▸ **Supplied material**
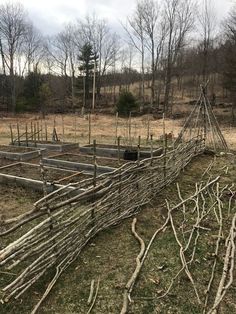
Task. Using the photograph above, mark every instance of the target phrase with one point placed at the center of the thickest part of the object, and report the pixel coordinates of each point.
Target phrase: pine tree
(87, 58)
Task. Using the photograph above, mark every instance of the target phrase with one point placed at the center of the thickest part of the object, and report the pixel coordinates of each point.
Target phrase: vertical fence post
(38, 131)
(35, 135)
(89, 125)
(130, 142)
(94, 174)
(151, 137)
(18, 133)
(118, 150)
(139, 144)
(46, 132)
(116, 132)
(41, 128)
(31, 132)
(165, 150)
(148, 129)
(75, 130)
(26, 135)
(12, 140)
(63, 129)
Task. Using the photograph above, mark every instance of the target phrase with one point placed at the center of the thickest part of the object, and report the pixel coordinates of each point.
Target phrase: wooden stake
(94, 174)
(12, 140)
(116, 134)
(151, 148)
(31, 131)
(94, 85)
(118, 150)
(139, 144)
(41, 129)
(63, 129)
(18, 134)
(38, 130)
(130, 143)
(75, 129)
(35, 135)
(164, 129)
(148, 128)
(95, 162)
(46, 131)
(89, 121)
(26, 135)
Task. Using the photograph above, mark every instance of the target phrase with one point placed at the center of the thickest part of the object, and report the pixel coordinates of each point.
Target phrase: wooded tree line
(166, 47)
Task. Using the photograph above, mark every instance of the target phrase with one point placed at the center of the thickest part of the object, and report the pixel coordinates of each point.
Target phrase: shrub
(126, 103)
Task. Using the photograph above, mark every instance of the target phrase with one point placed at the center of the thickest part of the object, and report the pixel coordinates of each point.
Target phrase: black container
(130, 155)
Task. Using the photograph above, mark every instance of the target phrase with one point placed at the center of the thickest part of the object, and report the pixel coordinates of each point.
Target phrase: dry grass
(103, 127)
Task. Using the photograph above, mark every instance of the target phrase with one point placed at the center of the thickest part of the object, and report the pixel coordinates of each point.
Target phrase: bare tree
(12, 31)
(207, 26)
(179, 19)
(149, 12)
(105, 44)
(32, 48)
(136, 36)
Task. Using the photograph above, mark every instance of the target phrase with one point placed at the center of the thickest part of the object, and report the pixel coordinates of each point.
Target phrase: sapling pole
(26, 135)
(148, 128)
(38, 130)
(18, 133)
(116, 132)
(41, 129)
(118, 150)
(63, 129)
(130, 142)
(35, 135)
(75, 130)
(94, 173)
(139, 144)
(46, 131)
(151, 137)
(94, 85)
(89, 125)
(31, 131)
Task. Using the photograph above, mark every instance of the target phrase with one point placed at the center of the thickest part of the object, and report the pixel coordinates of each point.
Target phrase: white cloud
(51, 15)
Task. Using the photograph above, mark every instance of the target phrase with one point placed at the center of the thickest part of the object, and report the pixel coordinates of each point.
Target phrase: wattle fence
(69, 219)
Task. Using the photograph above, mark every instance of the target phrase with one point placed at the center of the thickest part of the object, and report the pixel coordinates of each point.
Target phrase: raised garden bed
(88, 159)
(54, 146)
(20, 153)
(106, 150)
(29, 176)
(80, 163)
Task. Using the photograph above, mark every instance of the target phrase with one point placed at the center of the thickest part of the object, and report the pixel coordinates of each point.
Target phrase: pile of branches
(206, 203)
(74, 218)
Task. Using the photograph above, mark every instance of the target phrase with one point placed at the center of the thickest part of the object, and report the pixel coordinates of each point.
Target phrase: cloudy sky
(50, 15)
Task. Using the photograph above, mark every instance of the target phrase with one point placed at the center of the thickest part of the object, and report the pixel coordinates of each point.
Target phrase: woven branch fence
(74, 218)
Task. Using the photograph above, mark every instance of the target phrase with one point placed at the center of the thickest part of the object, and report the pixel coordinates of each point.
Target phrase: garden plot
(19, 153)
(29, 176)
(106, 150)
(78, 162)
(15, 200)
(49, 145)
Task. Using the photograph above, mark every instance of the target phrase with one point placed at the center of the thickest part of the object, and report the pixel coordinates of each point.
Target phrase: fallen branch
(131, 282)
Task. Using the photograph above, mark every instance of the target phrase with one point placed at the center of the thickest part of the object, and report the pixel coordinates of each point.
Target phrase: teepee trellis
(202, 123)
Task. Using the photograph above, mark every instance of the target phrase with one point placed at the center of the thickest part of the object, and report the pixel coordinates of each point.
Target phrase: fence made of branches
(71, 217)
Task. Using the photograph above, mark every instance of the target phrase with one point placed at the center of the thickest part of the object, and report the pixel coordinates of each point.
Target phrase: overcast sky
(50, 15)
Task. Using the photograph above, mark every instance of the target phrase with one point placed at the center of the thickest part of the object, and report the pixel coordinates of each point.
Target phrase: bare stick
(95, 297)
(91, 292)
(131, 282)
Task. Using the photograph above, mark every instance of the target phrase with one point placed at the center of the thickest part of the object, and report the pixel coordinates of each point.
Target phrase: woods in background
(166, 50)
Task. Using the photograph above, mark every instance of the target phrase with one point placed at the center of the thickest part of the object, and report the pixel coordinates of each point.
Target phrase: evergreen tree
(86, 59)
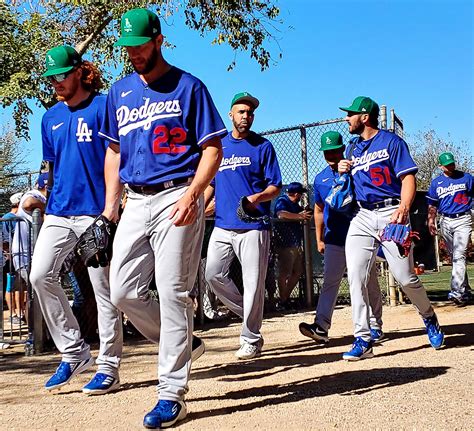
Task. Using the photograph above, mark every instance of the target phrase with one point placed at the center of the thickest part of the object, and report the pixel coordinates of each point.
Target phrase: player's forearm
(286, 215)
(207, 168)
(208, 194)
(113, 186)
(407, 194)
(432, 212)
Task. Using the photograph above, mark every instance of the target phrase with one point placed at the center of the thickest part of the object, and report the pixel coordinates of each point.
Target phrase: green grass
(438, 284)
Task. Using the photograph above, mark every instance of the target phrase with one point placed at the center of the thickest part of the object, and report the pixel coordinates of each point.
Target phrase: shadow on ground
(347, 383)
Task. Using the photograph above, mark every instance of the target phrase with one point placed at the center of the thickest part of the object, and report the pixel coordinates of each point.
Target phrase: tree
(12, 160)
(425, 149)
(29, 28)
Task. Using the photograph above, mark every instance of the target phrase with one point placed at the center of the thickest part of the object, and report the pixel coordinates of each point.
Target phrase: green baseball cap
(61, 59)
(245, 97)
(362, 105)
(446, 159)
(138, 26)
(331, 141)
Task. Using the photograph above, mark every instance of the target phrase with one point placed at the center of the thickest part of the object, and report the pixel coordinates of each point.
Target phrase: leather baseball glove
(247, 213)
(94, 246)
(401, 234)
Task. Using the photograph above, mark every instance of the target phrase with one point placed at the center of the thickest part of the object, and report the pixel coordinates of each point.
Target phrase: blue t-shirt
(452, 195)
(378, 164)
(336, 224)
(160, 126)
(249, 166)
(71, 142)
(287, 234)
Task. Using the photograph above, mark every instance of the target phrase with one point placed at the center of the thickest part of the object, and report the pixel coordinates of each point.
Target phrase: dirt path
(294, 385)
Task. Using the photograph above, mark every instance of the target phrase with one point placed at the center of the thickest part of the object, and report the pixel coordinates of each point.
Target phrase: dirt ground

▸ **The problem**
Leave out the pictures and restate everything else word for word.

▸ **Written answer**
Task. Using the photograph above, mark every instance of the target phrase with one point placed at the center of the thickest part of the object, and report the pixel coordinates of each point.
Target phrase: pine tree
(87, 58)
Task. Using the photograph above, mark every instance of the target phrase with one point placed at the center of the thickest part of the object, and report the pixel coordinates of each point.
Target phrase: vertical fence post
(38, 131)
(35, 135)
(89, 125)
(130, 142)
(94, 174)
(151, 137)
(18, 133)
(118, 150)
(139, 144)
(46, 132)
(116, 132)
(41, 128)
(31, 132)
(165, 150)
(148, 129)
(75, 130)
(26, 135)
(12, 140)
(63, 129)
Task. Using the photograph above, mark every instance of the target phrase with one point placed at the center of the thickest part of the object, and report the pixel coordinates of each point.
Target phrase: wooden stake
(94, 174)
(12, 140)
(116, 134)
(151, 148)
(31, 131)
(94, 85)
(118, 150)
(139, 144)
(41, 129)
(63, 129)
(18, 134)
(38, 130)
(130, 143)
(75, 129)
(35, 135)
(164, 129)
(148, 128)
(95, 162)
(46, 131)
(89, 121)
(26, 135)
Task. Using the photograph above, mark every instance of the target phrase with one point placed at the center of the thickest part of the object, and report the pixel coordinates of each point.
Target phrase: wooded tree line
(166, 47)
Task. Using the photograph above, mark every instance of the target phrase with one point placed at the center of the thickest part of the object, and report the pixel coordinates of each point.
Target phrase: shrub
(126, 103)
Task. Using the photograph above, mark every instance of the target phrase with one point placed at the center of the thickest part of the object, and report the pixel coordinates of each point.
Target phrase: black container
(130, 155)
Task. Using the photograph above, mark every instance of the target phrase with one point placed at the center of the thickest part of the object, and report the pixel coordinates of each point.
Target phrase: dry grass
(103, 127)
Task. Using the photograph above, mark every instance of the target phrase with one point placed at the center of the thickest part of the object, and report the pixel coordinates of each point.
Target phrase: bare tree
(12, 31)
(207, 26)
(179, 19)
(149, 12)
(105, 44)
(32, 48)
(136, 36)
Task. Using the photograph above, mark every instance of the target phrase with one point placed at the center of the thickest part of the object, and report the pixel coordinates of each point.
Target phrase: sapling pole
(26, 135)
(148, 128)
(38, 130)
(18, 133)
(116, 132)
(41, 129)
(118, 150)
(63, 129)
(130, 142)
(35, 135)
(75, 130)
(94, 173)
(139, 144)
(46, 131)
(151, 137)
(94, 85)
(89, 125)
(31, 131)
Task. Using the photograph above, mark every instance of the target phrase with one point placed at the center of the thickest part of the object, and report the pixel coordinates of each point.
Target phrase: white cloud
(51, 15)
Task. Using the photograph above, mark every instance of the target phrase with one point placed at the center of the thickest part of the object, and report the pixel coordinates of each point.
Target phrase: wattle fence
(69, 219)
Task. Using the photograph above, mark every instance of the target phrase with one point placed at the center of the thickest part of the object, and report the pixel coordinates of each point.
Target phrase: raised garden bed
(88, 159)
(54, 146)
(20, 153)
(106, 150)
(29, 176)
(80, 163)
Task. Using the photograph above, mark every instance of the target phrase with one point placed at the center of the thickest part of the object, and report the pixel coordinates of each point.
Target phrase: pile of branches
(206, 203)
(74, 218)
Task. Using the photograph above, mark every instance of the target phrase with one point placed at the center of the thickest part of the object, and report the pixel coordinates of each point.
Target phrase: cloudy sky
(50, 15)
Task. Using the photograph above, mark every instance of the target phrase with one point placed at the center of the thickest part of the object, and report the pixel coordinates of each point.
Target phrase: woven branch fence
(74, 218)
Task. Using the photograph above, mark every instance of the target phrase with one point placed at the center of the thickest part of the object, and report the pixel coordinates of each point.
Target phrase: garden plot
(19, 153)
(29, 176)
(106, 150)
(78, 162)
(15, 200)
(49, 145)
Task. Using the photograph above, mark every instance of the target phrase with one point placed at the center of the thickest part of the object, and report the pixel coordinates of each point.
Target phrase: fallen branch
(131, 282)
Task. Using the photograph above, mark every instance of the target phrase with one point placed at the center of the thickest part of the object, and report the pixel coordinates of each point.
Target phrase: teepee trellis
(202, 123)
Task. Using the photograph above, mark every instance of the target phrase with one point placed at the center of the thickest part of the object, and report the pixel coordinates of each point.
Target phrase: fence made of branches
(71, 217)
Task. Using the photograph above, mark every instance of the target phrase with one point placed at the center of the thickest part of the object, and report the pixel coordinates of each point.
Target phrase: overcast sky
(50, 15)
Task. Using the photograph above, mark every instance of the target phrase with one point placed at the center of the thickest part of the object, and report the pixel coordinates of each point.
Target phrase: bare stick
(95, 297)
(91, 292)
(131, 282)
Task. Using the photograph above, mark every instance of the target phrase with one point placed at the center of the thickest part of the object, and report the pixel coordinates of each point.
Target phrase: woods in background
(166, 50)
Task. Using the photograph above, mark every instance of the target phrase with one point placed at the center of the thickest part of the object, and report the pixel coordinates of each point.
Target phrase: evergreen tree
(86, 59)
Task. Using the photograph above, mark every instance of the target phrase with one point placed at the center of the thickest part of the object, and report the pixel coordinates of each point.
Target phrase: player's forearm
(286, 215)
(207, 168)
(208, 194)
(113, 186)
(407, 194)
(432, 212)
Task. Using the photograph above, mark every instance of the target phrase with one point placed at the center of the thickest part of the object, and report the pixel coordinates of each point.
Target phrase: green grass
(438, 284)
Task. Using the photograph above, mark every instance of the target phrase with one point placed at the center of the thickest part of the object, and report the pixel coordinates of each point.
Target phrase: shadow on ground
(347, 383)
Task. Using the photograph above, mark every instance of the target phrase with one point placed at the center of the thickest part of the object, and report the pixel coordinates of each point.
Target phrase: tree
(12, 160)
(425, 149)
(29, 28)
Task. Using the photograph above, mark every instance of the target phrase with one point placed at the center of the thickest part of the object, and report the pixel coordinates of each point.
Target phrase: green baseball cap
(61, 59)
(245, 97)
(362, 105)
(446, 159)
(138, 26)
(331, 141)
Task. Using the photograph above, mark every instance of the target phrase with one point placed at the center of the thickest part of the object, and report the pixel coordinates of each point.
Target phrase: leather baseball glove
(247, 213)
(94, 246)
(401, 234)
Task. Using the photograph above, mark every instance of the target phrase with one point placed at the center of the thickest part of the object, and report the pixel coordinates of each point.
Target phrase: blue t-shirt
(452, 195)
(378, 164)
(336, 224)
(160, 126)
(249, 166)
(71, 142)
(287, 234)
Task. Using the photograph above, mark every instance of the target phrase with one point placed at the center of the thickest part of the object, and report the pixel coordinates of each point.
Target phrase: dirt path
(294, 385)
Task. Using the photograph above, mark every instance of the target phrase with one point placed at the center of the thickest part of the object, and report the pixel coordinates of each point.
Target phrase: dirt ground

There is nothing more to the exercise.